BEGIN Data for this task

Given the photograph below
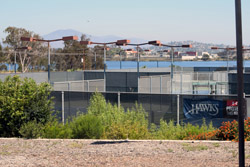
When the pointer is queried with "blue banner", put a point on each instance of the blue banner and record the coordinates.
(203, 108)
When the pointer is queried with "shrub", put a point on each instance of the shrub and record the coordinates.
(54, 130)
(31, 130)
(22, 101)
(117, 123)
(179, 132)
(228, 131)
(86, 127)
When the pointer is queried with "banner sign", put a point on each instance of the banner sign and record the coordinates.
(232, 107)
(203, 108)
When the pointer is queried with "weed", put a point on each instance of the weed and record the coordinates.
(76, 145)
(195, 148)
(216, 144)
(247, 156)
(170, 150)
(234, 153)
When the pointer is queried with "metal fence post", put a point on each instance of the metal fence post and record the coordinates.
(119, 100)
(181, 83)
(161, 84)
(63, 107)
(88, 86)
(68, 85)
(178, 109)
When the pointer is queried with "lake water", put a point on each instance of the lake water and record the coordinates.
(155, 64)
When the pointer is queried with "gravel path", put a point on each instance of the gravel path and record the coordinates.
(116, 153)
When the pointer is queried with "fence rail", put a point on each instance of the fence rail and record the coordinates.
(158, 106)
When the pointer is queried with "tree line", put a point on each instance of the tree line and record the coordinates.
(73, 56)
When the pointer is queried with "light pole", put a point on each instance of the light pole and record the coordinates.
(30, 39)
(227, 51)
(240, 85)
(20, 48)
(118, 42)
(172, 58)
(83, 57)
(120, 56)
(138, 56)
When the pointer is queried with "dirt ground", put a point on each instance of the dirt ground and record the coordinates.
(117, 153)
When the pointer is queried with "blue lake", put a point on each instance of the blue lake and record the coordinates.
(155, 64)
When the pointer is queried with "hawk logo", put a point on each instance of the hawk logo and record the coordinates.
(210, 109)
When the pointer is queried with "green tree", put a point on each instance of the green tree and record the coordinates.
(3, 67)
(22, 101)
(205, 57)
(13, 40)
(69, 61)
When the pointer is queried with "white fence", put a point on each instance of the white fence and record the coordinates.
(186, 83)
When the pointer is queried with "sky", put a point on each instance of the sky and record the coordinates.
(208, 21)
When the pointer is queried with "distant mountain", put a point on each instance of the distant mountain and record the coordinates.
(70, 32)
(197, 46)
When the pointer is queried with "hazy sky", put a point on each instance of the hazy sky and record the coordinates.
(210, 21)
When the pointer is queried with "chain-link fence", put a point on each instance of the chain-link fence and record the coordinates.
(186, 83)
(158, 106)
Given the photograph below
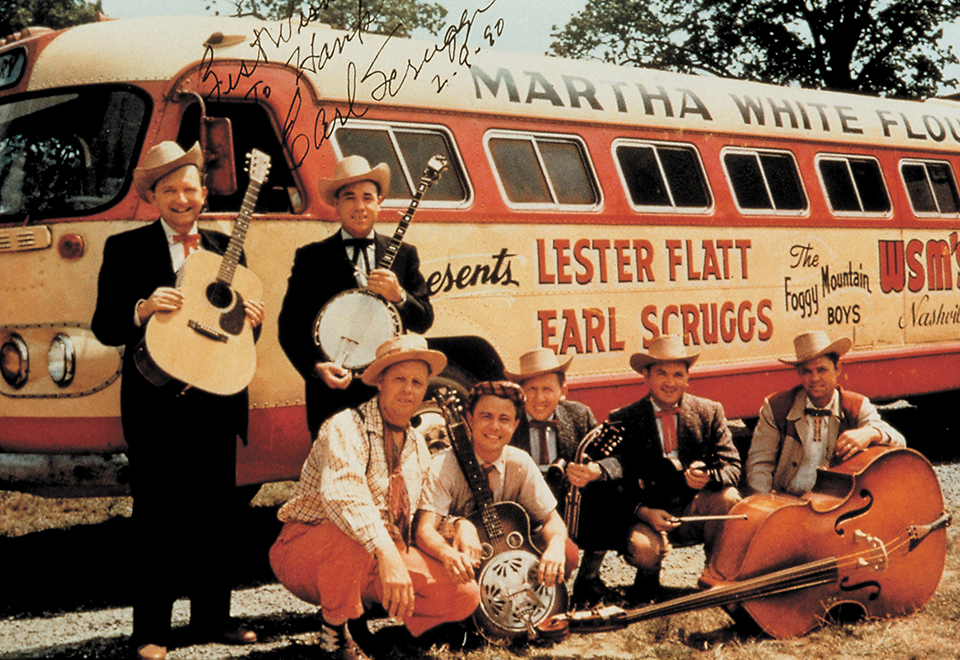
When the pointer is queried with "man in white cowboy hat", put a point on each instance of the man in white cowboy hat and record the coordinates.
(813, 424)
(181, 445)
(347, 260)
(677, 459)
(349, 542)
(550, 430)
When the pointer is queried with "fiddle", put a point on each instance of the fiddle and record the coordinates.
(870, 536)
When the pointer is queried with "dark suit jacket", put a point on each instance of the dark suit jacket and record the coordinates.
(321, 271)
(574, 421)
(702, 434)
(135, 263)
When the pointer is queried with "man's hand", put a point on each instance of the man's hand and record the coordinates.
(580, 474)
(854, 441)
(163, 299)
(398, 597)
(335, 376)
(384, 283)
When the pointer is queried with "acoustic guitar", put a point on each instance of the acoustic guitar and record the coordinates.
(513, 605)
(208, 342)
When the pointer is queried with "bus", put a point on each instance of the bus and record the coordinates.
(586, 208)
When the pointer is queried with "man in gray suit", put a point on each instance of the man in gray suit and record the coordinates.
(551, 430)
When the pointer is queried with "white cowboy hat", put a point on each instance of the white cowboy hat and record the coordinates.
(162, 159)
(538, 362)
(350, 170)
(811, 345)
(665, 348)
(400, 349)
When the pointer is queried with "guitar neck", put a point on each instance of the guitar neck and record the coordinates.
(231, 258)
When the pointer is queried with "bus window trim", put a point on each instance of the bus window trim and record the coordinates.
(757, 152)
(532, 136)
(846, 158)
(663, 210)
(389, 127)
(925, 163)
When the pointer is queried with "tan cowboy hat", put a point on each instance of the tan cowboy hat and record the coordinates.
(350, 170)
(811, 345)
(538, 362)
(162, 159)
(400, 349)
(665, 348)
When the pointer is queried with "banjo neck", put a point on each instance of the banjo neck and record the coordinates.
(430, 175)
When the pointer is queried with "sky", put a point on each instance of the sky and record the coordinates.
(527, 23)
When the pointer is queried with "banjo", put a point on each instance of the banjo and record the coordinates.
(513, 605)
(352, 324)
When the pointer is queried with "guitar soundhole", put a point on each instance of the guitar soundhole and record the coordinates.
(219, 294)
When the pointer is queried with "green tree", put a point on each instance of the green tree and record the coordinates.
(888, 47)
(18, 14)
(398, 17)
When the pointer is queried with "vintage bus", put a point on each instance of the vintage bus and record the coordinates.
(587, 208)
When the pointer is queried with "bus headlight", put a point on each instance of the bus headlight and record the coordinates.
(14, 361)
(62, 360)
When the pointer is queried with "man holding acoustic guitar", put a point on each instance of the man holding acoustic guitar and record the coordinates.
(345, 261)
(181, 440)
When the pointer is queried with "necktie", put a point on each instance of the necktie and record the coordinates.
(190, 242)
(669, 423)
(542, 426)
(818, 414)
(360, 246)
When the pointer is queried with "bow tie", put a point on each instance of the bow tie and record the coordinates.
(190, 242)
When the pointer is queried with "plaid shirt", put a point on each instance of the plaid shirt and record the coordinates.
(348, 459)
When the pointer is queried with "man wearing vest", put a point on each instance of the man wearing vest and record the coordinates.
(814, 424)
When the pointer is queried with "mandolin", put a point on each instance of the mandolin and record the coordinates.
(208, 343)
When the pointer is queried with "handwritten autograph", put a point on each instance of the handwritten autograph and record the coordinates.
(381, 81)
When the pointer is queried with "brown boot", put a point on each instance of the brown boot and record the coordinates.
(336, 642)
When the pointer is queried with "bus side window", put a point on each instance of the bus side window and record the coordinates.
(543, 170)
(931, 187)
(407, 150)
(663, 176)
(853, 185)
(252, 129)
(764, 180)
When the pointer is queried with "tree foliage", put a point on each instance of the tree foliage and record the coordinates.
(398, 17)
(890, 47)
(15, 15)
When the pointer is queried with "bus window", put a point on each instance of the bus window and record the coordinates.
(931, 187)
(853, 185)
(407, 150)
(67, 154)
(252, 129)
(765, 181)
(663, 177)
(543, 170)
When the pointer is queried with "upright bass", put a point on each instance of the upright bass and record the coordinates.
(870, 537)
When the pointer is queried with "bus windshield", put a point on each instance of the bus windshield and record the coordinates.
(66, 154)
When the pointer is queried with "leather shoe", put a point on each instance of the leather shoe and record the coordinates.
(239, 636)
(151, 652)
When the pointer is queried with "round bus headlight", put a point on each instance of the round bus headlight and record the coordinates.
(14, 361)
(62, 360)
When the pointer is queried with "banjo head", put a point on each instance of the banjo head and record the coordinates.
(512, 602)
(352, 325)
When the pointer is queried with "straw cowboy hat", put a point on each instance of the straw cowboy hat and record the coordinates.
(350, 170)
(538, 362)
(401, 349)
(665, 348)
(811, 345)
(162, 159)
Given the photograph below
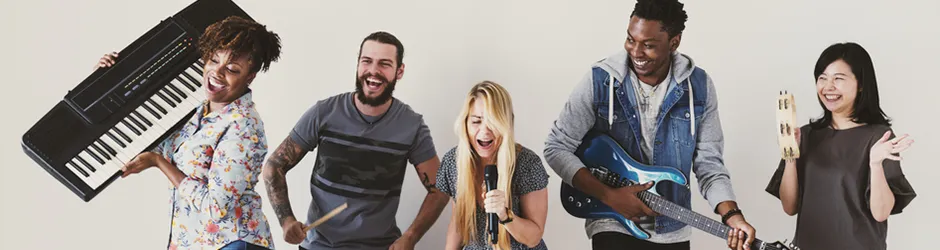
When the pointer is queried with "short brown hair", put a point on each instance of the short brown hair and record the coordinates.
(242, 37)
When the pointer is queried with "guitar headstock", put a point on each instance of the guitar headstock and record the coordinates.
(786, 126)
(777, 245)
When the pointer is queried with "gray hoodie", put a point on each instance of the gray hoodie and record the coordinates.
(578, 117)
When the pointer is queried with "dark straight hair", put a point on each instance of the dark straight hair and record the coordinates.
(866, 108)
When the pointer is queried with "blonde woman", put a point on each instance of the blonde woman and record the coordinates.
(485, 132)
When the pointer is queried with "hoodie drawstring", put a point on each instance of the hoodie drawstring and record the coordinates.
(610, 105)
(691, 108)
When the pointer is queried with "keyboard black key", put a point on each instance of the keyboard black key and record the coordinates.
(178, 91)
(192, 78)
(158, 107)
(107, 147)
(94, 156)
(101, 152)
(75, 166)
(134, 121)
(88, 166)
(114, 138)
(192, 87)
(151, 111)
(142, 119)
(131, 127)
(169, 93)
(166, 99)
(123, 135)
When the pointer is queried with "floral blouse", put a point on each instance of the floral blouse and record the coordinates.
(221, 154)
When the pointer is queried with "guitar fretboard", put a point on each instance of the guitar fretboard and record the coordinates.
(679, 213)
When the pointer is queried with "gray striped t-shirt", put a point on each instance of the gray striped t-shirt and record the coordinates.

END Data for this task
BEGIN Data for this task

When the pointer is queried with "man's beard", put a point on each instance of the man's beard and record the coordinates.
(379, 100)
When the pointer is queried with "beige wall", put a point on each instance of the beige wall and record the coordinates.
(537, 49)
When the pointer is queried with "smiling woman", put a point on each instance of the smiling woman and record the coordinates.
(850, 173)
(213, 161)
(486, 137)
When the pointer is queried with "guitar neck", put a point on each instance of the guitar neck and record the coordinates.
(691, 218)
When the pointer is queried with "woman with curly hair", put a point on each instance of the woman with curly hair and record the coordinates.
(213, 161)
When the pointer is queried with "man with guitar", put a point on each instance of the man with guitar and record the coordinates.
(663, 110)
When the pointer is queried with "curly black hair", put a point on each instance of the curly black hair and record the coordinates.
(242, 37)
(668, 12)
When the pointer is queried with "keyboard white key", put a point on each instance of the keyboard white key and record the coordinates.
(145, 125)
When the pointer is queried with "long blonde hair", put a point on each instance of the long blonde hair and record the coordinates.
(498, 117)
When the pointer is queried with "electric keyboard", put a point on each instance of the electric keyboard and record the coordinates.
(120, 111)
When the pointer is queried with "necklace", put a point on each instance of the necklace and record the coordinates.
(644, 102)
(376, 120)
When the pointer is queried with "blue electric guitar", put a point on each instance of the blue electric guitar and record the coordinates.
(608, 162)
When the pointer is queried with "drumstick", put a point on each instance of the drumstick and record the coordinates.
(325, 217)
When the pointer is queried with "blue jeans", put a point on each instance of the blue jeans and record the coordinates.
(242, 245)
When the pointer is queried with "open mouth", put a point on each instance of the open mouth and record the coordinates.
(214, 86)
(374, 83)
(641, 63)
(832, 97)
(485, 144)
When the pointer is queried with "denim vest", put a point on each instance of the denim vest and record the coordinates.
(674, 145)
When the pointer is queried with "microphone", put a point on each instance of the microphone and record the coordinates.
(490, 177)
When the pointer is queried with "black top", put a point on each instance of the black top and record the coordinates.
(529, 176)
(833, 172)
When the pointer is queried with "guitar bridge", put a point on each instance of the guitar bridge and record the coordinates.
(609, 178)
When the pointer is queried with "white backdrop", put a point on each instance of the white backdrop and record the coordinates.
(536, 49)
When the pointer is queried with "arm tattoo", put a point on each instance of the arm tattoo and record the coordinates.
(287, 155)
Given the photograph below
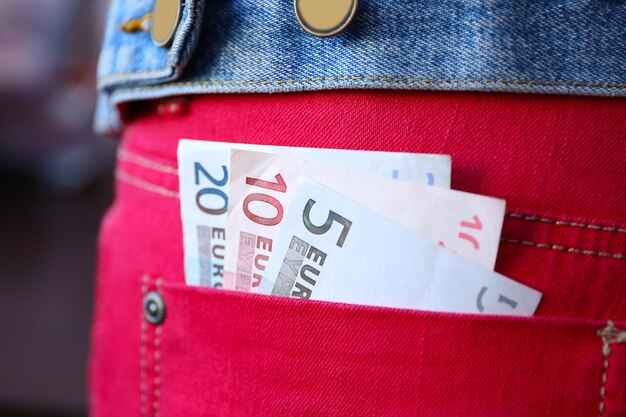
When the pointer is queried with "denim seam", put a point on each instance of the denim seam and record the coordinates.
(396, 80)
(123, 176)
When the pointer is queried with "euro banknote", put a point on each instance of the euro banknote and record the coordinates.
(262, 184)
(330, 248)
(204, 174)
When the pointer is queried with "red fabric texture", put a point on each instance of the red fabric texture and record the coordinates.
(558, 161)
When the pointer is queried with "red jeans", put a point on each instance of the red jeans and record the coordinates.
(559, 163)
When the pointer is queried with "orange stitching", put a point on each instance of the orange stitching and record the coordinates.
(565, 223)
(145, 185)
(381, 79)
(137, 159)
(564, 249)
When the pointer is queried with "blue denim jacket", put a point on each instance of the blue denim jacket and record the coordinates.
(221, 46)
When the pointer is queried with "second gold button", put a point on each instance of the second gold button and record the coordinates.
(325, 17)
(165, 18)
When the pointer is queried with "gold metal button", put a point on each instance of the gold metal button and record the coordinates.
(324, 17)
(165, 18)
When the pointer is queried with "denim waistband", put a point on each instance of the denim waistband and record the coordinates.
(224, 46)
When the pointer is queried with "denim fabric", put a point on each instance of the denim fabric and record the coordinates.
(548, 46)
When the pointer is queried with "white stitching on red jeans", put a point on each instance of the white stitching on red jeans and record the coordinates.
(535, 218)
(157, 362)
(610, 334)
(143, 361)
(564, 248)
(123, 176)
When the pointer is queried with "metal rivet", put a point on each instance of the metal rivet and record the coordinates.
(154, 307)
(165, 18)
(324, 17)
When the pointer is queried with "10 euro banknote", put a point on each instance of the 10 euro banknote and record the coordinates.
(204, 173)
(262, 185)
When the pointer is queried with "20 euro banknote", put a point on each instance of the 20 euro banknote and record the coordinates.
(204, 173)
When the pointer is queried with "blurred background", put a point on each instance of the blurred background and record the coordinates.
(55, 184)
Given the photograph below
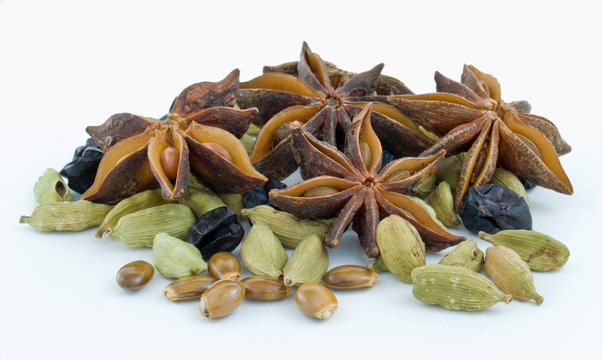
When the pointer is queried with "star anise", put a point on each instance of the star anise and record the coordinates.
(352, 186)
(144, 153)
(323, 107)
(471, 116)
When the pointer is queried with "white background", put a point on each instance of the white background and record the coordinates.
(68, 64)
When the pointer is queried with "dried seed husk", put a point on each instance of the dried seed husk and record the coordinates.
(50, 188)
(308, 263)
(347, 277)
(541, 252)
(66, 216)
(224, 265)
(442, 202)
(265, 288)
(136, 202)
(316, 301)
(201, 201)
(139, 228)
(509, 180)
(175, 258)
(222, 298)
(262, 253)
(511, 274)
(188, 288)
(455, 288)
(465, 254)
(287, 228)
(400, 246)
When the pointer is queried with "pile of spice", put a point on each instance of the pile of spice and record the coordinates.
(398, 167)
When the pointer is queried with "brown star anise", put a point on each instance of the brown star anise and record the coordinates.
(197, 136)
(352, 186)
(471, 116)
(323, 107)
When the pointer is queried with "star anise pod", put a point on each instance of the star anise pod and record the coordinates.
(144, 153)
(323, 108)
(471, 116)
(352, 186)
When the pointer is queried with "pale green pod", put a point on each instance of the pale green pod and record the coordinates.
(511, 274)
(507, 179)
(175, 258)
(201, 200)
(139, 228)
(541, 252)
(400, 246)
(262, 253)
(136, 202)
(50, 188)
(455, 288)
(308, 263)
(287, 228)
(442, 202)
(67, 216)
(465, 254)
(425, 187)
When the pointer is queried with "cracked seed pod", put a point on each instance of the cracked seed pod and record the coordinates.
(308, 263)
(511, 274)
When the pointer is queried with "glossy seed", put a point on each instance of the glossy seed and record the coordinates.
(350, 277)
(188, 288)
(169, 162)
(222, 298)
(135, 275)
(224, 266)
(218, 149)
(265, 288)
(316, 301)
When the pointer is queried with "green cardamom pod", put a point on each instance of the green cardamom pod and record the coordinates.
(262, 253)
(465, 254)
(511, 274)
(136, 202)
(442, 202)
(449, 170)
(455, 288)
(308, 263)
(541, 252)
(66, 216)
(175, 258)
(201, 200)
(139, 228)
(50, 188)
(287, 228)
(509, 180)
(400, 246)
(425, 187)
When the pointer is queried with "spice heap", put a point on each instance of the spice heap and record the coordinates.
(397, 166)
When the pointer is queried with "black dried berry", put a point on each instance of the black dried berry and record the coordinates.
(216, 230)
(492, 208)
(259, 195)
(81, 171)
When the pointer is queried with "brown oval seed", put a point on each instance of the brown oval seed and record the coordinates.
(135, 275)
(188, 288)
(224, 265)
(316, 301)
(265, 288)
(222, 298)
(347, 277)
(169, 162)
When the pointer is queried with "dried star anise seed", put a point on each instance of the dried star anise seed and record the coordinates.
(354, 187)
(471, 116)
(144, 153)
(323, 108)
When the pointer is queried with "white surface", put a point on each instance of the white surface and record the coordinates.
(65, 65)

END Data for this task
BEGIN Data for this task

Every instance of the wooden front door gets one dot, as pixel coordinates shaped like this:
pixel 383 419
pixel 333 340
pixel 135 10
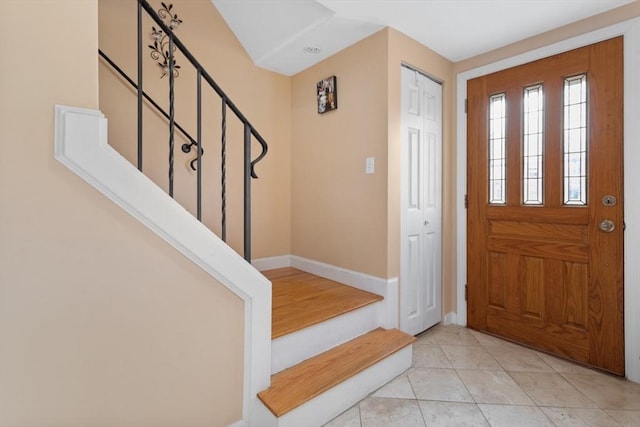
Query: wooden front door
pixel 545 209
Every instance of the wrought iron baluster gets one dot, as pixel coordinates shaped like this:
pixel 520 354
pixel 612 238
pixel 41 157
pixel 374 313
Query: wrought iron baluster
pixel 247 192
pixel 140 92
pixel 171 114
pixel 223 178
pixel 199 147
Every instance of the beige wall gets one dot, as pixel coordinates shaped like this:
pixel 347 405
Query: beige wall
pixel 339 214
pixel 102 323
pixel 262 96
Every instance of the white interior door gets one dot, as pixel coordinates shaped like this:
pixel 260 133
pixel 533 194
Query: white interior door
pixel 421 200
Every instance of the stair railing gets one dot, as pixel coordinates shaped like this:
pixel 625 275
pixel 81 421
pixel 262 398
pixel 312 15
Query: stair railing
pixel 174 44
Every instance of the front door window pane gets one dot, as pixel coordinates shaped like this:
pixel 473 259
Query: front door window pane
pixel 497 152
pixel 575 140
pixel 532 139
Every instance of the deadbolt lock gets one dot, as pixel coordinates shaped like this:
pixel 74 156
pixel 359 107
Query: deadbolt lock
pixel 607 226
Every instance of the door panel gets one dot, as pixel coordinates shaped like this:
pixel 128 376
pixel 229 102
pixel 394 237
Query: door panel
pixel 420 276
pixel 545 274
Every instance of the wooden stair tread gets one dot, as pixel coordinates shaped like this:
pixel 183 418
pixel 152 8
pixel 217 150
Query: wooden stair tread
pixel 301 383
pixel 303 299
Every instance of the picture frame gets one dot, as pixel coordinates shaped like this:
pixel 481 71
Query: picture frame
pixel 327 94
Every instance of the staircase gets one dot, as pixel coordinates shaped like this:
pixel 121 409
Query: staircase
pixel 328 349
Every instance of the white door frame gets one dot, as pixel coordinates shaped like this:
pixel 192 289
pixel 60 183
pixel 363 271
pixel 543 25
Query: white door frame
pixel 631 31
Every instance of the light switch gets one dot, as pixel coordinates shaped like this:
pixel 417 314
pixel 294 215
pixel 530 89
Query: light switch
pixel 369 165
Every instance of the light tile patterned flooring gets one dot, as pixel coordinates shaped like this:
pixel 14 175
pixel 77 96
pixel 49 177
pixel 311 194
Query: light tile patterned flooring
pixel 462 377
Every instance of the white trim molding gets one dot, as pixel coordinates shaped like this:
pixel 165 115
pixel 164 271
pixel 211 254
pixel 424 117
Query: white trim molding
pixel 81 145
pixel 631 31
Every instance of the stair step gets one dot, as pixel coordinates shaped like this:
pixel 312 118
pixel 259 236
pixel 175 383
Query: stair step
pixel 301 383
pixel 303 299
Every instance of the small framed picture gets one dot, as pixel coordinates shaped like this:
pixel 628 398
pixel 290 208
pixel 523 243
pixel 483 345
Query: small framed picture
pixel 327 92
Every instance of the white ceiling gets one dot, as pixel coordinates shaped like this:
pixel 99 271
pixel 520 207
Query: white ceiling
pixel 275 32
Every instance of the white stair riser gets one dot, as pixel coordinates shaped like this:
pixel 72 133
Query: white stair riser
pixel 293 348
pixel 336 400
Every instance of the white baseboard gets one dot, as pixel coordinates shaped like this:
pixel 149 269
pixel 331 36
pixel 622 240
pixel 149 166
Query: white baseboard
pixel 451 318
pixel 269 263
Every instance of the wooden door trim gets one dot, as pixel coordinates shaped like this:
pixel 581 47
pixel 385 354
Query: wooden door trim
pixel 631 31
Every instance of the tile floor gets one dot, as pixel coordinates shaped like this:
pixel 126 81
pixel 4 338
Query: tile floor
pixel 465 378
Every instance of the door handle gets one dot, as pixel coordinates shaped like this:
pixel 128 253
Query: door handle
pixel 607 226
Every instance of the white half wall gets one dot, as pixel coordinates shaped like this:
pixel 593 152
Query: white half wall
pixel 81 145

END Data for this task

▸ What to do
Only the lines above from the one with "Query: deadbolt lock" through the one with "pixel 72 133" should be duplicated, character for character.

▸ Expected answer
Query: deadbolt lock
pixel 607 226
Every instance of the door panel gets one dot, as pixel coordinates shaped like this:
pixel 128 376
pixel 229 102
pixel 394 237
Query: door panel
pixel 420 276
pixel 545 274
Every instance of the wooden stair tread gets one dot, as pixel coordinates shaped like this:
pixel 183 418
pixel 152 8
pixel 217 150
Query: wooden stair tread
pixel 301 383
pixel 303 299
Every instance of the picture frame gets one dot, as pixel coordinates shaped like this:
pixel 481 71
Query: picture frame
pixel 327 94
Every instance of the staircase gets one dot, as pixel coordinates shaped like this:
pixel 121 409
Query: staircase
pixel 328 349
Every instance of the white door frame gets one dot, as pixel coordinates shaped like this:
pixel 192 289
pixel 60 183
pixel 363 271
pixel 543 25
Query: white door frame
pixel 631 31
Every instance of the light switch gets one dot, as pixel coordinates shaped like this:
pixel 417 314
pixel 294 215
pixel 530 89
Query: light switch
pixel 369 165
Every instance of the light tile patterned flooring gets one dot, as pixel coordinates shaped like this:
pixel 14 175
pixel 77 96
pixel 49 177
pixel 311 194
Query: light tile patterned flooring
pixel 462 377
Every instance of the white trim molding gets one dot, as pixel coordinates shaped like this:
pixel 165 115
pixel 164 271
pixel 211 254
pixel 424 117
Query: white trim molding
pixel 81 145
pixel 631 31
Every instance of the stair step gets one dot, as pixel coordinates shaped like this:
pixel 312 118
pixel 259 236
pixel 175 383
Query: stair step
pixel 301 383
pixel 303 299
Every instance of the small framed picture gets one dot, as pixel coordinates shaped like this:
pixel 628 398
pixel 290 208
pixel 523 243
pixel 483 345
Query: small framed picture
pixel 327 92
Every instance of the white ceiling gets one dot, as pixel coordinates shaped like this:
pixel 99 271
pixel 520 207
Query: white ceiling
pixel 275 32
Every instance of the white stair riser gets one dot, as pixel coordinates shaped like this:
pixel 72 133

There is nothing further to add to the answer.